Comment le pouvoir va-t-il réagir face à cette marée humaine qui le défie ? Par le passé, l’armée algérienne a montré qu’elle était prête aux pires massacres. Ce fut notamment le cas en octobre 1988, quand les jeunes des quartiers populaires se mobilisèrent et que l’armée en tua plusieurs centaines. La semaine dernière, le pouvoir a envoyé un avertissement : l’armée peut intervenir, comme elle l’a fait à plusieurs reprises. Les manifestants veulent éviter que le sang soit versé, mais le pouvoir en décidera peut-être autrement.

Le régime peut aussi finir par renoncer à Bouteflika au profit d’un homme plus jeune, sur le nom duquel les différents clans se seraient mis d’accord. Cela reviendrait à tout changer… pour que rien ne change. Les révoltes tunisienne et égyptienne de 2011 furent porteuses de grands espoirs. Bien des protestataires y ont donné leur vie. Pour autant, pour les classes populaires de ces deux pays, l’espoir a été trahi. Les riches ont gardé le pouvoir réel. En Égypte, un dictateur a pris la place du précédent.

Derrière l’unanimité contre la cinquième candidature, se dissimulent des intérêts contradictoires. La majorité des manifestants veulent avoir un travail et pouvoir en vivre dignement. Des privilégiés, comme le milliardaire Issad Rebrab, patron de Cevital, veulent une plus grande part du butin. D’autres encore, tel l’entrepreneur franco-algérien Rachid Nekkaz, veulent la leur. Et la lutte fait rage pour les places au sommet de l’État.

■ Exercice proposé 1
D'après le texte sur la contestation en Algérie, qui dirige l'entreprise Cevital ?
■ Exercice proposé 2
Reproduisez à l'identique le passage du texte sur la contestation en Algérie qui commence par « Derrière l’unanimité contre » et va jusqu'à « sommet de l’État. ».
■ Exercice proposé 3
Prolongez le texte sur la contestation en Algérie à la suite de sa dernière phrase.

(Éléments répertoriés dans un jeu de données)
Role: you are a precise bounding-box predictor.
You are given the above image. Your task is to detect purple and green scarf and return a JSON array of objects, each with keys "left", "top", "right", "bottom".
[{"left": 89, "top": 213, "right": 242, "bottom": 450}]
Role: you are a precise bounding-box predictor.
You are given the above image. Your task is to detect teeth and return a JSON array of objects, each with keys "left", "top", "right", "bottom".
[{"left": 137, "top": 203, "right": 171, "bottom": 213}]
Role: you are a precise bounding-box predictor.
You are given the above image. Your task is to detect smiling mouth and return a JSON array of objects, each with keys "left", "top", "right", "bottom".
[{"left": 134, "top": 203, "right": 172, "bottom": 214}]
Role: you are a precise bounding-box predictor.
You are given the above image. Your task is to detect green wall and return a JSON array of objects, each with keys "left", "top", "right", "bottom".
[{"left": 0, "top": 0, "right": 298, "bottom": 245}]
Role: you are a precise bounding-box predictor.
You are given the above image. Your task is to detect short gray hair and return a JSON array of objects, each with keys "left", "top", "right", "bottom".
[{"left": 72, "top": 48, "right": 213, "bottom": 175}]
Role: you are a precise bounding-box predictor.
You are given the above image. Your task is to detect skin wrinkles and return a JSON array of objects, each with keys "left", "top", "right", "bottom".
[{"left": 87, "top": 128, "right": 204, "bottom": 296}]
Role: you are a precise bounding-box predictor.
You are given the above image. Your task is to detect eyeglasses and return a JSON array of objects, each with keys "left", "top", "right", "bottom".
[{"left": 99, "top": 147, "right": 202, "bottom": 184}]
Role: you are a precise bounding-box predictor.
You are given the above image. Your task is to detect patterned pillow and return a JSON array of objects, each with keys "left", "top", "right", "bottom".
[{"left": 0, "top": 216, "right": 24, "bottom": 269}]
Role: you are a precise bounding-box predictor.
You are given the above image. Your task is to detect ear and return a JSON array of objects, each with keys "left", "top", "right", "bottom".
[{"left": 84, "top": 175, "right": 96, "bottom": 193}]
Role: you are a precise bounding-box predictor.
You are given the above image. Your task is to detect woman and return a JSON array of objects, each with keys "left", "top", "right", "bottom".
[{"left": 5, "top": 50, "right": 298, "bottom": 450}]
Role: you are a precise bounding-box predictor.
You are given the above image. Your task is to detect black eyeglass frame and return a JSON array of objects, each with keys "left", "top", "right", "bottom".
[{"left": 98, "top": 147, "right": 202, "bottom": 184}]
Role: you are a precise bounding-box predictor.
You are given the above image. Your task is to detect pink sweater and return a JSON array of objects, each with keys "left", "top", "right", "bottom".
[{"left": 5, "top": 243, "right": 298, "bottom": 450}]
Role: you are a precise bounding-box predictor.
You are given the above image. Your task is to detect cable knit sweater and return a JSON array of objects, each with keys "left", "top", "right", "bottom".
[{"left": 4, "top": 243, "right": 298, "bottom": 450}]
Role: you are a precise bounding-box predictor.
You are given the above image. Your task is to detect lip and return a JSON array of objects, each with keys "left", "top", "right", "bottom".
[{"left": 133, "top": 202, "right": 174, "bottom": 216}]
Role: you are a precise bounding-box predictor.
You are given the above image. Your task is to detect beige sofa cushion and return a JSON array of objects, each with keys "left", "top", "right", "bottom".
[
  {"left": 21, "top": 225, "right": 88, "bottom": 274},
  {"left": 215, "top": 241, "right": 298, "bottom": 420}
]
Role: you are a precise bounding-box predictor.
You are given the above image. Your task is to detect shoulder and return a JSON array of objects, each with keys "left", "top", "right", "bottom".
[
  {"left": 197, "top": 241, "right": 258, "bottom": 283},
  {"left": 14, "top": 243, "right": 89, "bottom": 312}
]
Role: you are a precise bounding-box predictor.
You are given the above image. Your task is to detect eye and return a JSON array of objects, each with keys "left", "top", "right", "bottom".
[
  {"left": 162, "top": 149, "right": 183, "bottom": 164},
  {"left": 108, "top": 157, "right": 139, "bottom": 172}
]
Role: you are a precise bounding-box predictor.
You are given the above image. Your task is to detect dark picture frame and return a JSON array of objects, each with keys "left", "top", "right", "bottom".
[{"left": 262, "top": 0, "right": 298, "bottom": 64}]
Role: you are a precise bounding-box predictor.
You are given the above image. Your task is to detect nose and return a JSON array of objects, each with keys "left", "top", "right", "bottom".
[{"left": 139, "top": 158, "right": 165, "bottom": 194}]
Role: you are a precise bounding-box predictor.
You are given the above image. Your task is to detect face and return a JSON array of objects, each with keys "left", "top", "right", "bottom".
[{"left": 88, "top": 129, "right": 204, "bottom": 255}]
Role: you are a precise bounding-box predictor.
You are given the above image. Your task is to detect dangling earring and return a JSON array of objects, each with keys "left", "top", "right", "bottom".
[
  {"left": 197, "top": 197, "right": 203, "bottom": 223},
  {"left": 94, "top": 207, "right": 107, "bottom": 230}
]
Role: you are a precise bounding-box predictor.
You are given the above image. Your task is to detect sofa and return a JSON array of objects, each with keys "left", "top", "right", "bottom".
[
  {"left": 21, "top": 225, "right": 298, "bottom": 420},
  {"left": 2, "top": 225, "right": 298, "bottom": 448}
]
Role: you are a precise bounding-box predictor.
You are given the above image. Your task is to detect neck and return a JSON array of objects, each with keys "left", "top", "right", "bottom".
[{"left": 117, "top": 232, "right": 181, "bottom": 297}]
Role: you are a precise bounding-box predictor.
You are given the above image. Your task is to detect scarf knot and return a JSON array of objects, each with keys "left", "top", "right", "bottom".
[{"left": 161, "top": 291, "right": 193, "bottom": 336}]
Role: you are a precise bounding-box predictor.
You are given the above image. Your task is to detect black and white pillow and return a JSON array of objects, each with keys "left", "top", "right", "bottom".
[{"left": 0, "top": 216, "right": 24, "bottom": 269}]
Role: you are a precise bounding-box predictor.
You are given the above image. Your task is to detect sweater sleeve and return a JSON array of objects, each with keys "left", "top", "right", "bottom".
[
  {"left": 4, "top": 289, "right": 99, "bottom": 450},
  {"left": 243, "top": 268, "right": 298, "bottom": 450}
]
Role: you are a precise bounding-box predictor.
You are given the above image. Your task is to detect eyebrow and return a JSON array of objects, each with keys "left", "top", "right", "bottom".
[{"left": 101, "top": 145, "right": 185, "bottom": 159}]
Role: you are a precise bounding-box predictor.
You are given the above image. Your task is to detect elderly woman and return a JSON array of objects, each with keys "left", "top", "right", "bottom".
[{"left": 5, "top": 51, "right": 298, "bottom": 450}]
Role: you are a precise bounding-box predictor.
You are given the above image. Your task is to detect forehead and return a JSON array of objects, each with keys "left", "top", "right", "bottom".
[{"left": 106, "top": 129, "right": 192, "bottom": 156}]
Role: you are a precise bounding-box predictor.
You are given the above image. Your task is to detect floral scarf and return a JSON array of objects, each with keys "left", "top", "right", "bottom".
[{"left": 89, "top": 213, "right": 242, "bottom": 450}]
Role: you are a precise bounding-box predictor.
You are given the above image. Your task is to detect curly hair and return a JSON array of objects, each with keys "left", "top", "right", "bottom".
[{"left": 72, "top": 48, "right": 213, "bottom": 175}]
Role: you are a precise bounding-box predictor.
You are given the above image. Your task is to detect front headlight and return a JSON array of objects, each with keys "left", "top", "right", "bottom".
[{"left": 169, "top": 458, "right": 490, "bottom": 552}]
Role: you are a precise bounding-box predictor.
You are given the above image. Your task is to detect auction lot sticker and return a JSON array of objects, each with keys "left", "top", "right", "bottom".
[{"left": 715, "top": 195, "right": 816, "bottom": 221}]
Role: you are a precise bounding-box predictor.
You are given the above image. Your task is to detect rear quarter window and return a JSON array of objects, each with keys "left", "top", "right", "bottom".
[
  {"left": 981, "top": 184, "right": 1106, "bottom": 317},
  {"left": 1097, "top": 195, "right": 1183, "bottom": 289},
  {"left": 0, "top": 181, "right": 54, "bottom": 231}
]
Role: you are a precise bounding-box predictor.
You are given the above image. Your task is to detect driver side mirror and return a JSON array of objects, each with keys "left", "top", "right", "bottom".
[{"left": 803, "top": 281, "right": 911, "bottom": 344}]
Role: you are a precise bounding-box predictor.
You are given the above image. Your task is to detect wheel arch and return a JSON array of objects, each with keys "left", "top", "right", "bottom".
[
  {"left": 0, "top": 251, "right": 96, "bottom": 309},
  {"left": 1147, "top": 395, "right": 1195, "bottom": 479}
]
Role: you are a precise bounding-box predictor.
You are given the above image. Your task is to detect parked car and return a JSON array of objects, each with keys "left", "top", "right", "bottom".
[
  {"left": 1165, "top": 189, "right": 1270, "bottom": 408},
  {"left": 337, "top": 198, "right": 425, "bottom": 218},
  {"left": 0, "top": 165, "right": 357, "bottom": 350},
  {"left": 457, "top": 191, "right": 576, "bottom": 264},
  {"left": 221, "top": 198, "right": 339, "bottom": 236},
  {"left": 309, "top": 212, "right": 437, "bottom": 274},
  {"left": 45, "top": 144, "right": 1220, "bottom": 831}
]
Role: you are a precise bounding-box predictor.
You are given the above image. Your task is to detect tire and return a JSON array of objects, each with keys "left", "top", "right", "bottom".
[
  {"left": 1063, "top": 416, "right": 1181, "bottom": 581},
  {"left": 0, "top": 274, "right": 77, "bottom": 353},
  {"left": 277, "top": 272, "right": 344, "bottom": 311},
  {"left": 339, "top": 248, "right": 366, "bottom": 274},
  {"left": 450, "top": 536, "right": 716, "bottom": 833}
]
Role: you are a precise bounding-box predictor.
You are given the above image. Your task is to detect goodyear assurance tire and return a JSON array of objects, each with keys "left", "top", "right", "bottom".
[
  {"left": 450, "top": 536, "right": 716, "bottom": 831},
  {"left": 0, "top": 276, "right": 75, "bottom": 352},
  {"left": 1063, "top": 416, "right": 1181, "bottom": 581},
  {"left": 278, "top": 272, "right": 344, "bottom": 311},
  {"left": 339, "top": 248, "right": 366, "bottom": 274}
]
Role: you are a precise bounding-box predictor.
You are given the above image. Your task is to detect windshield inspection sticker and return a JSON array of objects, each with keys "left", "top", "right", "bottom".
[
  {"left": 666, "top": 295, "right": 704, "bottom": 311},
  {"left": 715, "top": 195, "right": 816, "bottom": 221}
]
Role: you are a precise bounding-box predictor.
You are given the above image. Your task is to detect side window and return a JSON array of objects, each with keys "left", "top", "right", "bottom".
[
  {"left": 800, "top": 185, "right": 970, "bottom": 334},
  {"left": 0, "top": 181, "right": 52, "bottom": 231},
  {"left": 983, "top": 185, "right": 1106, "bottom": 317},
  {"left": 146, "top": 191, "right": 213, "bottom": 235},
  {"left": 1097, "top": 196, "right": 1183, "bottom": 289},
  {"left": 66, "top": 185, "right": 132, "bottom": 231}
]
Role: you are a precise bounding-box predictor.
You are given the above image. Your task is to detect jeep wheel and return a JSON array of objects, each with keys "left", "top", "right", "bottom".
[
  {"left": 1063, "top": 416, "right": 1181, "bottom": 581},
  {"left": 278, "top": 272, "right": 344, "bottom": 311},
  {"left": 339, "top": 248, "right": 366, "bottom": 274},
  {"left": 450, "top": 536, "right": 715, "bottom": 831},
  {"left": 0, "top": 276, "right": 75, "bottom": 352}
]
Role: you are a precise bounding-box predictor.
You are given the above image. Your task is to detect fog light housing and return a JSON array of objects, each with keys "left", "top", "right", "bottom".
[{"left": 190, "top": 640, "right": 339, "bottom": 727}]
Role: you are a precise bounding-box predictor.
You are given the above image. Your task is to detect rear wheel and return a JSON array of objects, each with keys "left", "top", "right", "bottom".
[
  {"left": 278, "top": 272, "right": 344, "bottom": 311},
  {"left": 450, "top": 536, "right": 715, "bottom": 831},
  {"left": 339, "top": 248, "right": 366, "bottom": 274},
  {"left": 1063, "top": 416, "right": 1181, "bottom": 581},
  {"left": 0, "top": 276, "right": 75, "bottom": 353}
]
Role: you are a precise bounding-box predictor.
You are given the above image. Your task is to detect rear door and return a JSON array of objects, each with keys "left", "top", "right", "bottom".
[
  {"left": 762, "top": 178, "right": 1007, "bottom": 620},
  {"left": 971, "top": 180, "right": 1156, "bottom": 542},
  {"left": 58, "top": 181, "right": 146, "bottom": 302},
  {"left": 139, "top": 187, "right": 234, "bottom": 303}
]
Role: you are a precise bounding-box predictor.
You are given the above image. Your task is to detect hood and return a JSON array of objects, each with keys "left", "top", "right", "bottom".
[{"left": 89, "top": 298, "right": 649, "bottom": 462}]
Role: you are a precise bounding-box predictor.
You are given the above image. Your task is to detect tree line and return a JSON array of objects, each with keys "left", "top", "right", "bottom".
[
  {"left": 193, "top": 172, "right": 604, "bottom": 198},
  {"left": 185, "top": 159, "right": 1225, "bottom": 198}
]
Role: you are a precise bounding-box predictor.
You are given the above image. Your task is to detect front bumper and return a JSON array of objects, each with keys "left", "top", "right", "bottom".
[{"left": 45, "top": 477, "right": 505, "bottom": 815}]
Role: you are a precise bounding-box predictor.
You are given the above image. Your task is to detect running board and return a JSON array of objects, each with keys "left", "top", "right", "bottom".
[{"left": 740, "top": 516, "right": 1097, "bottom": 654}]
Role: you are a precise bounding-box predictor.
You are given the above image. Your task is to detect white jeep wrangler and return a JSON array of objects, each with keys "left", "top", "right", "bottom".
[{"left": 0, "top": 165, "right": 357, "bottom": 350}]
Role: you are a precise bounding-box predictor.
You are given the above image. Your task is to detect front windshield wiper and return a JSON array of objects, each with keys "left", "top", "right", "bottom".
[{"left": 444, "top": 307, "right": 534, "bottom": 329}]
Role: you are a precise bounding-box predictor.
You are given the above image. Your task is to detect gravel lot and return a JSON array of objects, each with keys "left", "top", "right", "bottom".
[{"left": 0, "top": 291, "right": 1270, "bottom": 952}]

■ Résultat attendu 1
Le milliardaire Issad Rebrab.

■ Résultat attendu 2
Derrière l’unanimité contre la cinquième candidature, se dissimulent des intérêts contradictoires. La majorité des manifestants veulent avoir un travail et pouvoir en vivre dignement. Des privilégiés, comme le milliardaire Issad Rebrab, patron de Cevital, veulent une plus grande part du butin. D’autres encore, tel l’entrepreneur franco-algérien Rachid Nekkaz, veulent la leur. Et la lutte fait rage pour les places au sommet de l’État.

■ Résultat attendu 3
Des grèves touchent maintenant de nombreuses entreprises. Il est à espérer que les travailleurs y expriment leurs intérêts de classe. Sans cela, même les revendications démocratiques risquent de ne pas être satisfaites. Et pour les jeunes au chômage, pour les pauvres, quel changement y aurait-il à avoir un nouvel homme fort, qui serait aussi méprisant que la clique au pouvoir ?

Alors, il est à espérer que la contestation n’en reste pas à la question du cinquième mandat, mais cible aussi ceux qui accaparent les richesses produites par le monde du travail. « Ils ont des millions, nous sommes des millions », disent certains manifestants. Oui, il faut que les millions d’opprimés ciblent les millionnaires !

Il paraît que les événements inquièteraient Macron, solidaire du pouvoir algérien. À l’inverse, la solidarité des travailleurs d’ici va aux manifestants. Leur révolte pourrait ouvrir des perspectives pour les travailleurs du reste du Maghreb, et aussi pour ceux d’ici. Depuis les 132 ans de domination coloniale et de pillage imposés par l’État français au peuple algérien, l’histoire des deux pays est entremêlée. C’est en particulier avec l’immigration algérienne que la classe ouvrière d’ici s’est construite.

Les travailleurs d’Algérie et de France ont les mêmes intérêts. Alors, puissent-ils les faire valoir, de l’autre côté de la Méditerranée comme ici. Vive la lutte de nos sœurs et de nos frères d’Algérie !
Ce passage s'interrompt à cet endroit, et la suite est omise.